*** Supplied text ***
Results of a Three year study on understanding the molecular mechanism underlying cell death in nGD
In 2007, the Association awarded Prof Mia Horowitz of the Department for Cell Research and Immunology at Tel Aviv University a three-year grant to understand the molecular mechanism underlying brain cell death in neuronopathic Gaucher disease. The funds to support this research had been raised by the family of Ellie Carter who died in 2004 aged seven months; Ellie had Type 2 Gaucher disease. This research project completed in August, Professor Mia Horowitz outlines her research findings and possible ideas for further study"
1. To establish a correlation between endo-H sensitivity of glucocerebrosidase (Gcase) in different cell types and nGD severity.
2. To identify interactors of mutant glucocerebrosidase variants that participate in its Endoplasmic Reticulum Associated Degradation (ERAD).
3. To test whether Endoplasmic Reticulum (ER) stress caused to brain cells Type 2 or 3 patients leads to death through apoptosis (cell death) or autophagy (degradation of a cell's own components).
1. Our results strongly indicate that the L444P mutant GCase variant, which is associated, in homozygocity, with Type 3 Gaucher disease is retained in the Endoplasmic Reticulum (ER) and undergoes Endoplasmic Reticulum Associated Degradation (ERAD). In this process mutant molecules that enter the ER are recognized as misfolded and after several attempts to refold them they are degraded. Therefore, there is little mutant enzyme that reaches the lysosomes and has some activity there.
Unfortunately, enzyme replacement therapy (ERT) cannot reverse or alleviate neurological signs since the administered enzyme does not cross the blood brain barrier. To overcome this, enzyme enhancement therapy (EET) has been developed. EET uses small molecules, known as pharmacological chaperones (PCs), to stabilize the native conformation of a mutant enzyme as it folds in the ER, allowing more functional molecules to form and evade the ERAD pathway by instead being passed on to the ER transport machinery, resulting in increased amounts in the lysosome.
We found that Ambroxol, a known expectorant, lately described as a chaperone for mutant GCase, removes the L444P mutant GCase variant from the ER and transports it to the lysosomes, where it has some activity.
*** End of Supplied text ***
*** Extracted records ***
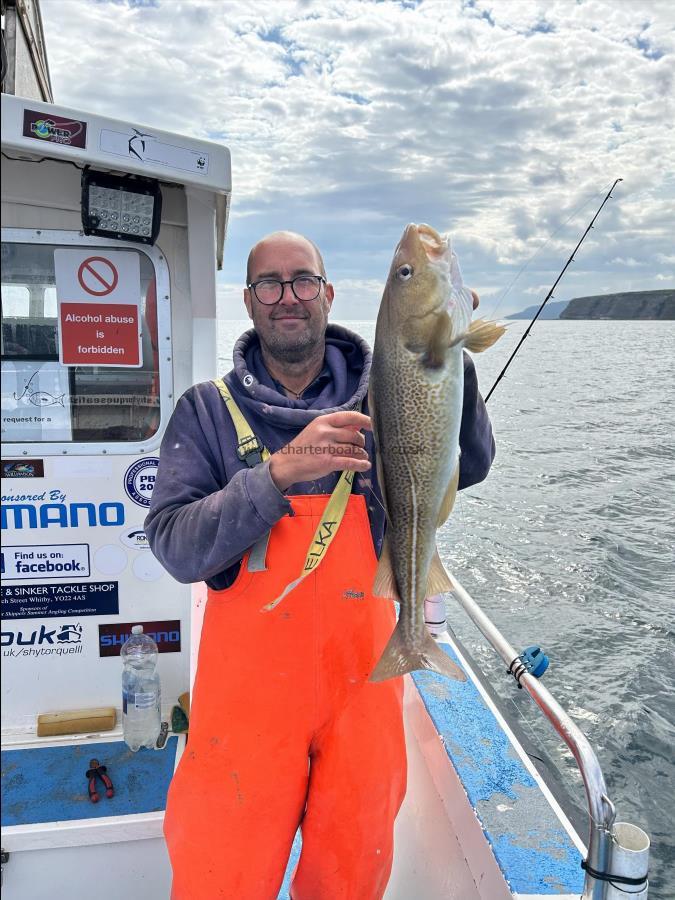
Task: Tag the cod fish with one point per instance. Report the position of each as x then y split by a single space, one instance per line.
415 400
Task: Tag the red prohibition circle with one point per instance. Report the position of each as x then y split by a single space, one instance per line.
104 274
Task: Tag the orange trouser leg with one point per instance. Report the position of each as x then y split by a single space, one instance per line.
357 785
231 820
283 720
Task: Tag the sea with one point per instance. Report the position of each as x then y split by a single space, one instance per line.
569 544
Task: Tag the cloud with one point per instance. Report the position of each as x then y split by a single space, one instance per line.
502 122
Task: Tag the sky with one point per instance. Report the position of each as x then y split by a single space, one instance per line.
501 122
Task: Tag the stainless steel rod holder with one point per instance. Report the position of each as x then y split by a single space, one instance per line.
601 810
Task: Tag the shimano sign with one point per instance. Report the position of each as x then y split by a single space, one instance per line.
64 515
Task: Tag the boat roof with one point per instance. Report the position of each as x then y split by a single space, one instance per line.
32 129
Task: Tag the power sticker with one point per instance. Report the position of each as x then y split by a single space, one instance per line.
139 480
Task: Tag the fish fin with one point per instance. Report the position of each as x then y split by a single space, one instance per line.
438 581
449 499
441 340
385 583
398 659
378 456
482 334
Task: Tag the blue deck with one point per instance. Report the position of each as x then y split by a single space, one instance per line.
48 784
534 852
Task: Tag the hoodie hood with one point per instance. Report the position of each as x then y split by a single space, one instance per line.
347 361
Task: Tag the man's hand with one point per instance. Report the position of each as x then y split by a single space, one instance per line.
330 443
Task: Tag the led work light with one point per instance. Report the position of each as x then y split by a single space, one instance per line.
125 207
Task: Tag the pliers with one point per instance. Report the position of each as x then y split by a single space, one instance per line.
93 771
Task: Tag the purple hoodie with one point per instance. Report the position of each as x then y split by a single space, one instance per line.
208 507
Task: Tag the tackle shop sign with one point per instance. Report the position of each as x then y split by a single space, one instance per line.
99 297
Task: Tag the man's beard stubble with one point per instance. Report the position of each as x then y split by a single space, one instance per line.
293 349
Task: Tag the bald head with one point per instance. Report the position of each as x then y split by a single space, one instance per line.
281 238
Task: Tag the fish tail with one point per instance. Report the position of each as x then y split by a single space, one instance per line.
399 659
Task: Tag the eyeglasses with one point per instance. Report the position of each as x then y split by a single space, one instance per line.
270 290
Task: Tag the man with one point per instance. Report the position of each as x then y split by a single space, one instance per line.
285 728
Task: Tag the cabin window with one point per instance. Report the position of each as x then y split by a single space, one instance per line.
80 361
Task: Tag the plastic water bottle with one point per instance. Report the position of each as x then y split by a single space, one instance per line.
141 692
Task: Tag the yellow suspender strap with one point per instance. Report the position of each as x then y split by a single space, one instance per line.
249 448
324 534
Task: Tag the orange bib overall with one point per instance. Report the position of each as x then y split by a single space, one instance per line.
*** End of Extracted records ***
Work required: List every abbreviation that the Gaucher disease research summary spells out in parentheses, pairing each with its full form.

Answer for the task:
- Gcase: glucocerebrosidase
- ERAD: Endoplasmic Reticulum Associated Degradation
- ER: Endoplasmic Reticulum
- ERT: enzyme replacement therapy
- EET: enzyme enhancement therapy
- PCs: pharmacological chaperones